**OBJECTIVE A**
Filter the records below, copying every line that contains the word "blue".

**SELECTED TEXT**
____________________

# Probably a stupid question about the Supreme



## Durhamchance (Aug 2, 2012)

Do you have to decorate your pen?


----------



## Kittenfostermummy (Jul 25, 2011)

I don't think it is compulsory but there is a yearly competition for the best 'dressed' pen and each year there is a different theme. There is always a little unhappiness though from people as they seem to start judging the pens before people have been given chance to set them up and so it is not really that fair.


----------



## jo-pop (May 27, 2011)

Decorated pens sound like a huge stress to me


----------



## Durhamchance (Aug 2, 2012)

jo-pop said:


> Decorated pens sound like a huge stress to me


Me too! I have decorated pens before when I showed the boys. I did an F1 theme once with curtains made from checkered flag fabric!!

The theme for this year is Diamonds are forever and it's not inspiring me!  and I'll be 7 months pregnant when we go and could do without the hastle....

But...

If everybody else does it, I'll feel daft being the one with the plain pen...


----------



## rcmadd (Feb 6, 2011)

you dont have to decorate the pen.. just chuck some curtains up..


----------



## carly87 (Feb 11, 2011)

Ooooo! Are you going then?

You don't have to decorate it. Lots of people just put some drapes up and leave it at that. Decorating is a humungus stress. I'm only considering it as I'm showing only 1 this year, so it won't be as bad as last year when I had 2!


----------



## Durhamchance (Aug 2, 2012)

Yes, we're planning on going! 

I used to make my own drapes, so I am capeable, but I now don't have a sewing machine. I've been looking at the sites where you can buy them (drapes), but I think OH would have a dicky fit if I spent that much money on decoration for the cat pen...

What do the rest of you do?


----------



## rcmadd (Feb 6, 2011)

we are just putting drapes up... not bothering with the decorating this year.


----------



## Alaskacat (Aug 2, 2010)

Me too, drapes not decorating. I quite fancied a bit of bling but spent a fortune on drapes last year and really want to use them again.


----------



## Durhamchance (Aug 2, 2012)

I might have sorted my sewing machine problem  There is a small sewing shop in my town that lets you hire machines by the hour. I will buy my fabric, cut it to shape and tack in place. Then I just need to sew the hems and its done 

Now decisions, decisions.... would Darcy suit baby pink or rich purple satin??


----------



## rcmadd (Feb 6, 2011)

purple....:thumbup:

my wife is making ours this year.. we bought last year.. still got them.


----------



## Durhamchance (Aug 2, 2012)

Wow! thats fab  I think you might be right with the purple- as she is light coloured she will suit a darker colour :idea:


----------



## Cookieandme (Dec 29, 2011)

I noticed a pen with those curtains on Saturday, to be honest I thought it looks naff . 

I would rather look at the nice kitty than gaudy drapes


----------



## carolmanycats (May 18, 2009)

____________________

[Stored data entries]
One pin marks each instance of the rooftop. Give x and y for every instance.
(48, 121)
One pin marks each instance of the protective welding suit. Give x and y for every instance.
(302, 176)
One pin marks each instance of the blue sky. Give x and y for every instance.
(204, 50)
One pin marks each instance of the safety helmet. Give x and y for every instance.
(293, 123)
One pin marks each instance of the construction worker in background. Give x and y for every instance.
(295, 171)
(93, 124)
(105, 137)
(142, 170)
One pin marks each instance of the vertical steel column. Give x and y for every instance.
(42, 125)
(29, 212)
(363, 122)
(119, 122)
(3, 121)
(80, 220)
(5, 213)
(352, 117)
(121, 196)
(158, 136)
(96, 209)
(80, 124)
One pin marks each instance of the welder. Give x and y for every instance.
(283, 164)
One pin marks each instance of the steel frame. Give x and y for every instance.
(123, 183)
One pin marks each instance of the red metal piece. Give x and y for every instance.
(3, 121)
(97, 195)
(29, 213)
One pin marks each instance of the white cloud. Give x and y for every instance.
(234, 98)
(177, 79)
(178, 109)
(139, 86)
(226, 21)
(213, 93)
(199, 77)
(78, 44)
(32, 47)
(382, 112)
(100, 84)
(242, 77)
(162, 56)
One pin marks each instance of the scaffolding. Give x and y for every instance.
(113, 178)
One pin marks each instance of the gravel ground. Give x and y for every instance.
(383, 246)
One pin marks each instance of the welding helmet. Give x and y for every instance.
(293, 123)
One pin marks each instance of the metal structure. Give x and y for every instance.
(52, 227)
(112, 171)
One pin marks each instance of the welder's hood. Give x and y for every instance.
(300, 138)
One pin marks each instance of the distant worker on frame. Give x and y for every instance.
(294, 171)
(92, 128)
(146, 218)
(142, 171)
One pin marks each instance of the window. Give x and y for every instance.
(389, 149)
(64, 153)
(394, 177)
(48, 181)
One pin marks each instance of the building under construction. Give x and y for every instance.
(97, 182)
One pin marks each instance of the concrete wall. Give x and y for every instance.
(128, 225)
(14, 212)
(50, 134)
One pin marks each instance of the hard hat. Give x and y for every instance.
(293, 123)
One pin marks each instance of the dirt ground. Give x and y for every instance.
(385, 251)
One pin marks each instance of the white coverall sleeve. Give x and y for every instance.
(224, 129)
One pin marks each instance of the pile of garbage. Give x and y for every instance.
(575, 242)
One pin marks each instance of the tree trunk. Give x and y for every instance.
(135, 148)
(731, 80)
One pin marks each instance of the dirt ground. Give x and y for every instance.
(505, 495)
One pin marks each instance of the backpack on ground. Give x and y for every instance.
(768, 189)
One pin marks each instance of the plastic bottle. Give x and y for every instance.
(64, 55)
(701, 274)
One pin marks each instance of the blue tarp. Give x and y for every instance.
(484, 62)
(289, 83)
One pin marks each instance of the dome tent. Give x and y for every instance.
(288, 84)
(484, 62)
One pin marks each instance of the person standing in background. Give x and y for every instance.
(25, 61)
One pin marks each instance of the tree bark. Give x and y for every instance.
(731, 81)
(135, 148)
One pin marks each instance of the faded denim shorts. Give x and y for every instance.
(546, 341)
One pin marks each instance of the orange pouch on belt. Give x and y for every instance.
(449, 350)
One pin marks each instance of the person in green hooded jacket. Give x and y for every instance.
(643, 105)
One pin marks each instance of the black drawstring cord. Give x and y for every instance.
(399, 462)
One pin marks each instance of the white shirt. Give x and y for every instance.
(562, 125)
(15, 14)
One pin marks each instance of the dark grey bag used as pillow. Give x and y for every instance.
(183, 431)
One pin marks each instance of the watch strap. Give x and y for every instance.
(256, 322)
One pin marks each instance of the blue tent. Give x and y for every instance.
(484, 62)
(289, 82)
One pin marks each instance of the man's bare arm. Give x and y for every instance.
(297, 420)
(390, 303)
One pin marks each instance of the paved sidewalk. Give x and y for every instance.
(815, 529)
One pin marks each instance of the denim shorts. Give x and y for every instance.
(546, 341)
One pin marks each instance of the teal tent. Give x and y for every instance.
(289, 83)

____________________

**OBJECTIVE B**
Answer these from the forum thread about decorating show pens:
(i) What is this year's theme for the best-dressed pen competition?
(ii) What were the curtains made from when one poster did an F1 theme?
(iii) How does the small sewing shop in town let people hire machines?

**RIGHT ANSWER A**
One pin marks each instance of the blue sky. Give x and y for every instance.
One pin marks each instance of the blue tarp. Give x and y for every instance.
One pin marks each instance of the blue tent. Give x and y for every instance.

**RIGHT ANSWER B**
(i) Diamonds are forever
(ii) Checkered flag fabric
(iii) By the hour